REQUIRED TASK:
Reproduce every line of the listing below, and shift each coordinate in the polygon outlines by adding 140 to it. Leave all other text unchanged.
start
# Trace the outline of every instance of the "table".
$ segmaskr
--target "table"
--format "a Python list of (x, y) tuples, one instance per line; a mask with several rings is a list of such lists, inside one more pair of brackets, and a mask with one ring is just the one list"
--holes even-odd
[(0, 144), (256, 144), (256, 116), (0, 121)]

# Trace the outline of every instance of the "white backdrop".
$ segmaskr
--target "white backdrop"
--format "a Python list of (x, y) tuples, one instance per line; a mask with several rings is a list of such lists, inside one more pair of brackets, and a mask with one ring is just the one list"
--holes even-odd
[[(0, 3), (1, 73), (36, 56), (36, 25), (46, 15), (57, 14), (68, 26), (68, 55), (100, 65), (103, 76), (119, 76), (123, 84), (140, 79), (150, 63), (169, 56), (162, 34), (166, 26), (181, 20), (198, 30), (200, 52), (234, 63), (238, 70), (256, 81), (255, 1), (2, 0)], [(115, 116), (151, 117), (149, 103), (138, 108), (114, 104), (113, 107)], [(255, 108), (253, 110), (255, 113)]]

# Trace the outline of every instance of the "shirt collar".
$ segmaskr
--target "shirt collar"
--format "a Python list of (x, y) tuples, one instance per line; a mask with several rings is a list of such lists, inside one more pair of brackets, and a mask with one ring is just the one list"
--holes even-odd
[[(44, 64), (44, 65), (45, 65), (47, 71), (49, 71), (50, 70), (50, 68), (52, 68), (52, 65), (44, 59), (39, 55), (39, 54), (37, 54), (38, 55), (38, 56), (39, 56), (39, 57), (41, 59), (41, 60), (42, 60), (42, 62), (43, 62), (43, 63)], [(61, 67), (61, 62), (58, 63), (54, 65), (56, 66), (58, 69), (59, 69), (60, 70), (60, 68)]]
end
ANSWER FOR THE TASK:
# Trace the outline of every instance of the "table".
$ segmaskr
--target "table"
--format "a Python list of (x, y) tuples, one instance per line; a mask with several rings is a list of such lists, inside one more pair of brackets, and a mask with one ring is just the one list"
--holes even-odd
[(140, 284), (396, 284), (396, 256), (140, 261)]

# Trace the outline of every instance of the "white backdrop".
$ segmaskr
--target "white backdrop"
--format "a Python list of (x, y) tuples, one instance per line; a mask with several rings is a list of such lists, inside one more pair of brackets, and a mask with one ring is just the one list"
--holes even-odd
[[(140, 143), (141, 213), (176, 196), (176, 165), (186, 155), (197, 154), (208, 166), (208, 195), (240, 205), (243, 216), (259, 216), (263, 224), (280, 219), (290, 203), (309, 196), (302, 174), (306, 166), (321, 160), (338, 170), (340, 192), (374, 203), (378, 210), (396, 221), (395, 141), (142, 140)], [(255, 256), (291, 257), (289, 243), (278, 248), (254, 244), (253, 247)], [(395, 248), (393, 250), (395, 253)]]

# Trace the outline of every instance of the "shirt collar".
$ segmaskr
--target "shirt collar"
--format "a Python list of (x, y) tuples, one instance per line; a mask with several rings is a list of such lists, inside one more pair of brackets, and a mask with one ring is just the one list"
--holes even-odd
[[(184, 204), (184, 205), (185, 205), (187, 211), (189, 211), (190, 210), (190, 208), (192, 208), (192, 205), (184, 199), (179, 195), (179, 194), (177, 194), (178, 195), (178, 196), (179, 196), (179, 197), (181, 199), (181, 200), (182, 200), (182, 202), (183, 202), (183, 203)], [(201, 207), (201, 202), (198, 203), (194, 205), (196, 206), (198, 209), (199, 209), (200, 210), (200, 208)]]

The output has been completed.